# Exercise:
Locate each line in the records below that contains the word "dark", treating uppercase and lowercase as different, and copy every such line.

□ □ □ □ □

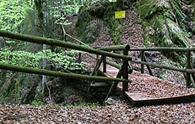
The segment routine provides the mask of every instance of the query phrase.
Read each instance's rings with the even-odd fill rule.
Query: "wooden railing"
[[[116,54],[116,53],[111,53],[108,51],[100,50],[100,49],[94,49],[88,46],[84,46],[81,44],[74,44],[70,42],[64,42],[60,40],[55,40],[55,39],[48,39],[48,38],[43,38],[43,37],[37,37],[37,36],[30,36],[30,35],[21,35],[21,34],[14,34],[11,32],[6,32],[6,31],[0,31],[0,36],[6,37],[6,38],[11,38],[19,41],[25,41],[25,42],[32,42],[32,43],[37,43],[37,44],[46,44],[46,45],[51,45],[51,46],[59,46],[63,48],[69,48],[69,49],[74,49],[74,50],[79,50],[79,51],[84,51],[90,54],[96,54],[96,55],[101,55],[101,58],[104,58],[104,71],[106,71],[106,57],[112,57],[112,58],[118,58],[122,59],[124,61],[122,68],[120,69],[119,72],[122,72],[123,70],[128,70],[128,61],[131,60],[131,57],[128,56],[128,50],[124,52],[124,55]],[[126,48],[129,48],[127,45]],[[97,65],[96,65],[97,66]],[[51,70],[45,70],[45,69],[33,69],[33,68],[27,68],[27,67],[18,67],[14,65],[7,65],[7,64],[2,64],[0,63],[0,69],[5,69],[5,70],[11,70],[11,71],[17,71],[17,72],[25,72],[25,73],[33,73],[33,74],[40,74],[40,75],[48,75],[48,76],[55,76],[55,77],[67,77],[67,78],[77,78],[77,79],[82,79],[82,80],[93,80],[93,81],[114,81],[114,82],[123,82],[123,91],[126,91],[128,89],[128,75],[124,74],[123,78],[120,76],[117,76],[116,78],[113,77],[104,77],[104,76],[97,76],[97,75],[82,75],[82,74],[74,74],[74,73],[64,73],[64,72],[57,72],[57,71],[51,71]]]
[[[111,51],[114,50],[124,50],[125,46],[111,46],[111,47],[104,47],[100,48],[101,50]],[[167,69],[177,72],[182,72],[185,74],[186,78],[186,86],[191,87],[192,83],[195,83],[195,69],[192,67],[192,58],[191,53],[195,52],[195,48],[181,48],[181,47],[151,47],[151,48],[130,48],[129,51],[137,51],[141,53],[141,61],[137,60],[131,60],[132,63],[140,64],[141,65],[141,73],[144,73],[145,66],[148,69],[148,72],[150,75],[153,76],[152,69],[150,67],[160,68],[160,69]],[[166,65],[159,65],[152,62],[147,62],[145,52],[146,51],[158,51],[158,52],[164,52],[164,53],[170,53],[170,52],[183,52],[184,55],[187,58],[186,61],[186,68],[177,68],[177,67],[171,67]],[[113,63],[112,63],[113,64]]]

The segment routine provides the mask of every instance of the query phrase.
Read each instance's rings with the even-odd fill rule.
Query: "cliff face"
[[[99,28],[103,25],[108,29],[113,44],[120,44],[123,31],[123,20],[114,18],[116,10],[135,10],[140,17],[144,29],[144,44],[150,46],[180,46],[189,47],[194,34],[195,22],[194,0],[127,0],[124,3],[109,3],[106,1],[91,3],[80,10],[77,23],[78,34],[93,42],[98,36]],[[101,26],[95,19],[103,21]],[[131,23],[131,22],[129,22]],[[88,36],[87,36],[88,35]]]

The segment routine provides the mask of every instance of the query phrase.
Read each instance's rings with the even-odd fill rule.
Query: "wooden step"
[[[125,92],[126,98],[133,106],[164,105],[195,102],[195,94],[186,94],[173,97],[154,97],[144,93]]]

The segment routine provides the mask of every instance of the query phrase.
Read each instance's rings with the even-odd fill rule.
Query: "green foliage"
[[[3,50],[0,52],[0,63],[18,65],[22,67],[41,68],[42,60],[48,61],[61,71],[71,71],[84,73],[86,68],[83,63],[76,63],[76,51],[66,51],[54,53],[51,50],[45,50],[37,53],[25,51]]]
[[[23,0],[1,0],[0,29],[17,31],[25,17],[25,10],[31,3]]]

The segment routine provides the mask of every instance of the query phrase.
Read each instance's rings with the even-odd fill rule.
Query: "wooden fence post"
[[[187,67],[186,69],[191,69],[191,51],[187,51]],[[186,86],[190,87],[191,86],[191,73],[186,73]]]
[[[125,56],[128,56],[129,50],[130,50],[130,46],[127,45],[125,47],[125,50],[124,50],[123,54]],[[124,69],[123,70],[123,78],[124,79],[128,79],[129,78],[129,73],[128,73],[129,69],[128,68],[129,68],[128,60],[123,60],[123,68],[122,69]],[[123,82],[123,92],[125,92],[125,91],[128,91],[128,82]]]
[[[144,51],[141,51],[141,61],[144,62]],[[144,64],[141,64],[141,73],[144,73]]]

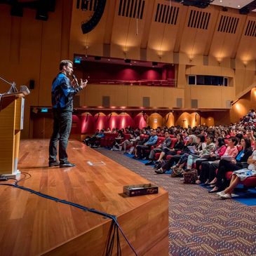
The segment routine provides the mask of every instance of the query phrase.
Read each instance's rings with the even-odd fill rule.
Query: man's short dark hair
[[[60,63],[60,71],[63,69],[64,66],[67,66],[69,63],[71,63],[73,65],[73,62],[71,60],[63,60]]]

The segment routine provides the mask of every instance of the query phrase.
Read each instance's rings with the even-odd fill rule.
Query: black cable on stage
[[[26,173],[29,175],[31,175],[29,173]],[[29,179],[29,177],[27,178]],[[90,212],[90,213],[95,213],[100,215],[103,216],[105,218],[108,218],[108,219],[111,219],[112,220],[112,225],[111,225],[111,228],[109,230],[109,237],[107,238],[107,244],[106,244],[106,248],[105,250],[106,250],[106,255],[105,256],[110,256],[112,255],[112,254],[109,253],[112,253],[113,251],[113,248],[114,248],[114,237],[115,237],[115,234],[116,234],[116,242],[117,242],[117,255],[118,256],[121,256],[121,245],[120,245],[120,239],[119,239],[119,230],[121,231],[121,233],[122,234],[123,238],[125,238],[125,240],[126,241],[127,243],[128,244],[128,245],[130,246],[130,248],[132,249],[132,250],[133,251],[134,254],[137,256],[137,253],[136,252],[135,248],[133,248],[133,246],[132,245],[132,244],[129,242],[129,241],[128,240],[127,237],[126,236],[126,235],[124,234],[121,227],[120,227],[119,224],[117,222],[117,219],[116,219],[116,216],[115,215],[112,215],[104,212],[101,212],[100,210],[97,210],[96,209],[93,209],[93,208],[88,208],[86,206],[81,206],[78,203],[72,203],[72,202],[69,202],[65,200],[62,200],[62,199],[59,199],[56,197],[53,197],[51,196],[48,196],[46,195],[45,194],[41,193],[41,192],[37,192],[33,189],[29,189],[27,187],[22,187],[22,186],[20,186],[18,185],[18,182],[20,182],[21,180],[27,180],[25,178],[25,177],[20,180],[20,181],[15,180],[15,179],[8,179],[8,180],[15,180],[15,184],[9,184],[9,183],[0,183],[0,185],[2,186],[8,186],[8,187],[15,187],[15,188],[18,188],[22,190],[25,190],[27,191],[29,191],[32,194],[34,194],[36,196],[43,197],[46,199],[49,199],[49,200],[52,200],[54,201],[55,202],[58,202],[58,203],[64,203],[64,204],[67,204],[69,206],[73,206],[73,207],[76,207],[79,209],[83,210],[84,211],[86,212]],[[114,233],[112,234],[113,232],[113,228],[114,228]]]

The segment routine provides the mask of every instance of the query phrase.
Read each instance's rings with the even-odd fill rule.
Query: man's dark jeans
[[[53,133],[49,144],[49,162],[57,161],[58,142],[59,141],[59,159],[60,163],[67,162],[66,151],[72,125],[72,112],[53,109]]]

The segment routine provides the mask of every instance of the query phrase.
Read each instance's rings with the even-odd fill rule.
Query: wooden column
[[[0,108],[0,175],[16,175],[24,98],[3,97]]]

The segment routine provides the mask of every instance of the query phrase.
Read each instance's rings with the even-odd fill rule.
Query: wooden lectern
[[[27,86],[20,90],[0,94],[0,175],[18,177],[20,130],[23,129],[25,97]]]

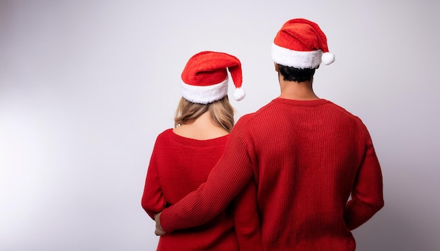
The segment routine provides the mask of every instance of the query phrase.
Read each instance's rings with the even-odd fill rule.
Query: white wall
[[[201,50],[243,65],[246,114],[279,93],[270,46],[318,22],[336,62],[319,96],[360,116],[385,207],[358,250],[440,250],[438,1],[0,0],[0,250],[154,250],[140,205],[180,74]]]

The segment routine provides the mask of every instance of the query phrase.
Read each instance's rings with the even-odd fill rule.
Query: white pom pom
[[[324,65],[330,65],[335,62],[335,54],[330,53],[325,53],[321,57],[321,61]]]
[[[241,88],[235,88],[235,90],[234,91],[234,99],[235,99],[235,100],[240,101],[244,99],[245,96],[246,96],[245,90]]]

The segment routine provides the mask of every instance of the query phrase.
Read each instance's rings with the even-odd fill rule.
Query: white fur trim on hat
[[[321,65],[323,52],[321,50],[298,51],[289,50],[272,43],[272,60],[281,65],[299,69],[313,69]]]
[[[335,54],[331,53],[325,53],[323,54],[321,60],[324,65],[330,65],[335,62]]]
[[[228,94],[228,77],[222,82],[207,86],[192,86],[181,81],[182,97],[198,104],[209,104],[221,100]]]

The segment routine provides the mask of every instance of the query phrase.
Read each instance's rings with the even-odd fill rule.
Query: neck
[[[174,129],[174,133],[196,140],[208,140],[227,135],[228,131],[216,123],[207,111],[190,124],[182,125]]]
[[[281,94],[278,97],[295,100],[315,100],[319,97],[313,92],[313,79],[304,82],[286,81],[279,77]]]

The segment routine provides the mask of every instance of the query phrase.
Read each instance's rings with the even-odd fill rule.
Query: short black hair
[[[279,72],[285,81],[304,82],[311,81],[316,69],[299,69],[278,64]]]

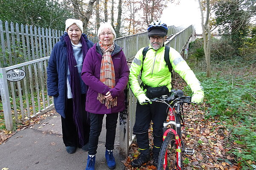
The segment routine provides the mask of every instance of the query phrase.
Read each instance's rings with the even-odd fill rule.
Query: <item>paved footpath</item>
[[[96,155],[96,170],[109,169],[105,159],[105,133],[104,123]],[[118,123],[116,134],[113,151],[115,170],[124,170],[121,161],[125,158],[119,154]],[[0,144],[0,170],[84,170],[88,152],[78,148],[74,153],[67,153],[62,137],[58,114],[48,116],[32,128],[16,133],[5,144]]]

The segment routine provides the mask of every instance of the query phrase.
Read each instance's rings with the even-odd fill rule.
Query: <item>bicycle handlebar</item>
[[[183,103],[195,103],[194,102],[191,102],[191,97],[190,96],[186,96],[183,95],[183,91],[181,90],[177,91],[172,90],[171,91],[171,95],[170,96],[168,95],[163,95],[160,98],[155,98],[150,99],[150,101],[146,101],[143,102],[143,103],[149,103],[150,102],[157,102],[159,101],[165,101],[168,103],[171,103],[172,102],[182,101]]]

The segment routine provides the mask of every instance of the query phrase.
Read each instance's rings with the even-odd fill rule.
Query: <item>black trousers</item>
[[[102,128],[102,122],[105,114],[90,113],[90,131],[89,139],[89,155],[94,155],[97,153],[99,136]],[[105,147],[108,150],[114,149],[116,138],[116,130],[118,113],[106,114],[106,144]]]
[[[142,153],[149,153],[149,150],[147,149],[149,145],[148,132],[151,120],[153,123],[154,144],[157,147],[161,147],[163,143],[163,124],[166,119],[168,107],[164,103],[160,102],[144,105],[137,103],[133,133],[136,135],[137,144]],[[153,150],[154,148],[155,147]]]
[[[82,119],[84,130],[84,145],[89,142],[90,126],[87,121],[87,112],[85,111],[85,94],[81,96],[81,105],[82,105],[83,116]],[[65,113],[65,118],[61,116],[61,127],[62,128],[63,139],[65,146],[76,146],[81,147],[79,142],[78,133],[76,127],[73,119],[73,99],[68,99],[67,102],[67,110]]]

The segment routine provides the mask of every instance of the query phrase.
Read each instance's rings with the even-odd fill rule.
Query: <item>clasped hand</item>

□ □ □ □ □

# Expected answer:
Query: man's short dark hair
Query: man's dark jeans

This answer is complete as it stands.